*** Opening MATERIAL FOR THE TASK ***
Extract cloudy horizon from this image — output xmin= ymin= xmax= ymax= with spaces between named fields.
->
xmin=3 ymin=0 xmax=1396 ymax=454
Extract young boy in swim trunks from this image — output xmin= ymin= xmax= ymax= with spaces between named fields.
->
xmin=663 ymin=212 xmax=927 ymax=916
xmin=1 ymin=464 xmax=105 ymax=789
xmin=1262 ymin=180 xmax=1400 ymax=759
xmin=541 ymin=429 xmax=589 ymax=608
*** Closing MATERIAL FOR THE TASK ***
*** Opening MATERIAL FOR THE TASK ***
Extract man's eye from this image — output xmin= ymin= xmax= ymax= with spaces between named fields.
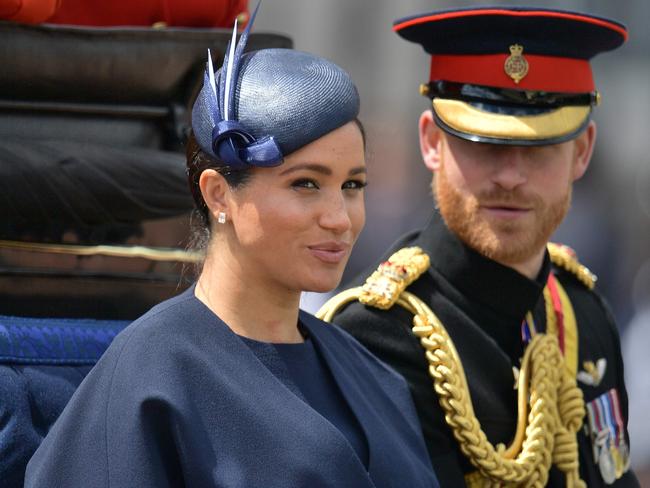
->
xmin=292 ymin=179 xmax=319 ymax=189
*** Closing MATERIAL FOR THE TASK ***
PROBLEM STATEMENT = Filter the entries above down to the lines that hold the word "from", and copy those lines.

TASK OUTPUT =
Extract cloudy horizon from this image — output xmin= ymin= xmax= ymax= with spaces between named fields.
Extract young boy in swim trunks from this image — output xmin= ymin= xmax= ymax= with spaces between named fields.
Extract man's eye from this image — output xmin= ymin= xmax= ymax= with spaces between named fields.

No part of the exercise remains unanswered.